=== Task requirements ===
Put every line of the listing below into a JSON list of strings, with one string per line and blank lines left out.

- - - -

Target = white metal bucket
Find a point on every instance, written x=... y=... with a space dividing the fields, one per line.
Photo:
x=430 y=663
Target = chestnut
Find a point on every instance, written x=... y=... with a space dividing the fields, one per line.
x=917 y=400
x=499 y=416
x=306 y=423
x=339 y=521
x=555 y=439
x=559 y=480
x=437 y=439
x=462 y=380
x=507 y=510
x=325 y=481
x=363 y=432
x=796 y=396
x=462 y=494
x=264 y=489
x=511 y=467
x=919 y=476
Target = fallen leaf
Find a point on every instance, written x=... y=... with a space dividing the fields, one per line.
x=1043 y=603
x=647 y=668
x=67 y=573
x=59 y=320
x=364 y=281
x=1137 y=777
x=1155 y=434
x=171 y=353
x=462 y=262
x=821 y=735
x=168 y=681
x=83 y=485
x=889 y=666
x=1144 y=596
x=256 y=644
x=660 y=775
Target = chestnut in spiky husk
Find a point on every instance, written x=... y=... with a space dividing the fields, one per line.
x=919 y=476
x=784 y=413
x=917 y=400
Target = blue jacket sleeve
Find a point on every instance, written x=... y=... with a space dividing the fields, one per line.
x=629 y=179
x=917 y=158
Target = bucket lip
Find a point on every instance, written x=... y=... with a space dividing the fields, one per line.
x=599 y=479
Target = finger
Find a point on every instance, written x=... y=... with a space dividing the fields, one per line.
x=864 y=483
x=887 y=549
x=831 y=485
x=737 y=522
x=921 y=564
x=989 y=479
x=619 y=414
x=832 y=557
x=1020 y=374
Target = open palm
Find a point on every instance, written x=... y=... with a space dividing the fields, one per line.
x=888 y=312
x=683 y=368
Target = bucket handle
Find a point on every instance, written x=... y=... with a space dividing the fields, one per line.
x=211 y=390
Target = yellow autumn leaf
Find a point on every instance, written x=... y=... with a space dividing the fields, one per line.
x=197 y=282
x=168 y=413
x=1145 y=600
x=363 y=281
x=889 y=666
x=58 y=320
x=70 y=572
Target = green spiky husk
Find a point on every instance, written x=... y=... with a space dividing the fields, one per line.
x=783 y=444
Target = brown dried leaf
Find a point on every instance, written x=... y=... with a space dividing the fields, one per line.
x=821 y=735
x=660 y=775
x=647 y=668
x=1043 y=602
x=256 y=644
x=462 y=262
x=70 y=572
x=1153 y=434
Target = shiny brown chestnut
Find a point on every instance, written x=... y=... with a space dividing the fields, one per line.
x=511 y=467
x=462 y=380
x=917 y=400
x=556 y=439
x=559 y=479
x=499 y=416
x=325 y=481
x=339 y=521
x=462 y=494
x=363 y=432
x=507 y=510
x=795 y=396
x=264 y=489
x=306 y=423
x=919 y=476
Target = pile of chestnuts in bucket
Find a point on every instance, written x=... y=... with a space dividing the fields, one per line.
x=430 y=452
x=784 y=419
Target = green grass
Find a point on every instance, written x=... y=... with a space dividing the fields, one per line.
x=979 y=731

- - - -

=== Response for this exercise ===
[
  "Target = white metal bucket",
  "Find a point on every instance, written x=... y=... with a space dividing the fields, one per line.",
  "Photo:",
  "x=430 y=663",
  "Target = chestnut",
  "Find a point on every instance, written x=... y=... with a space dividing the fields, one per line.",
  "x=917 y=400",
  "x=499 y=416",
  "x=306 y=423",
  "x=339 y=521",
  "x=555 y=439",
  "x=559 y=480",
  "x=437 y=439",
  "x=462 y=380",
  "x=507 y=510",
  "x=325 y=481",
  "x=363 y=432",
  "x=796 y=396",
  "x=462 y=494",
  "x=264 y=489",
  "x=511 y=467",
  "x=919 y=476",
  "Target = fallen leaf",
  "Find a point on every instance, written x=... y=... with a space dividing the fields, one per line.",
  "x=1043 y=603",
  "x=647 y=668",
  "x=67 y=573",
  "x=59 y=320",
  "x=364 y=281",
  "x=1137 y=777",
  "x=1155 y=434",
  "x=171 y=353",
  "x=462 y=262",
  "x=821 y=735",
  "x=168 y=681",
  "x=83 y=485",
  "x=889 y=666",
  "x=1144 y=596",
  "x=256 y=644",
  "x=660 y=775",
  "Target = chestnut in spiky husk",
  "Find a point on every instance, written x=... y=... with a space dividing the fields, one per line.",
  "x=919 y=476",
  "x=784 y=413",
  "x=917 y=400",
  "Target = blue jacket sleeve",
  "Find a point on every instance, written x=... y=... with a space dividing the fields, one per line.",
  "x=629 y=179",
  "x=917 y=158",
  "Target = bucket lip",
  "Find a point on every instance, written x=... y=... with a space dividing the fields, one per line.",
  "x=599 y=479",
  "Target = finger",
  "Find a point on every instance, written x=... y=... with a space dividing the fields, one per line.",
  "x=864 y=483",
  "x=887 y=549",
  "x=831 y=485",
  "x=737 y=522",
  "x=921 y=564",
  "x=989 y=479",
  "x=619 y=414",
  "x=832 y=557",
  "x=1020 y=374",
  "Target = open palm",
  "Find a point on every instance, written x=... y=... with a space dividing the fields, one per line.",
  "x=888 y=312",
  "x=683 y=368",
  "Target = bucket handle",
  "Find a point on every instance, written x=... y=... with a space dividing the fields, one per line.",
  "x=211 y=390",
  "Target = yellow autumn leaf",
  "Find a point on every instance, written x=... y=... with a space dividing the fields, one per line.",
  "x=197 y=282",
  "x=168 y=413",
  "x=1145 y=600",
  "x=363 y=281",
  "x=889 y=666",
  "x=58 y=320",
  "x=70 y=572",
  "Target = green spiky husk",
  "Find a point on every instance, written x=... y=... with a space dividing the fields, one per line.",
  "x=783 y=444",
  "Target = brown dried leaf",
  "Find a point on every instance, written x=... y=... with a space dividing the fields, one per line.",
  "x=821 y=735",
  "x=660 y=775",
  "x=647 y=668",
  "x=1043 y=602",
  "x=256 y=644",
  "x=462 y=262",
  "x=70 y=572",
  "x=1153 y=434",
  "Target = shiny brown chestnut",
  "Find a point on every instance, written x=... y=... with a space dividing the fields, one per line.",
  "x=511 y=467",
  "x=462 y=380",
  "x=917 y=400",
  "x=556 y=439",
  "x=559 y=479",
  "x=499 y=416",
  "x=325 y=481",
  "x=339 y=521",
  "x=462 y=494",
  "x=363 y=432",
  "x=507 y=510",
  "x=795 y=396",
  "x=264 y=489",
  "x=306 y=423",
  "x=919 y=476",
  "Target = pile of chestnuts in bucket",
  "Find a point on every instance, written x=... y=... with a space dividing the fields, one per line.",
  "x=430 y=452",
  "x=784 y=419",
  "Target = green grass",
  "Find a point on every instance, written x=... y=... with a space dividing the fields, one per line.",
  "x=979 y=731"
]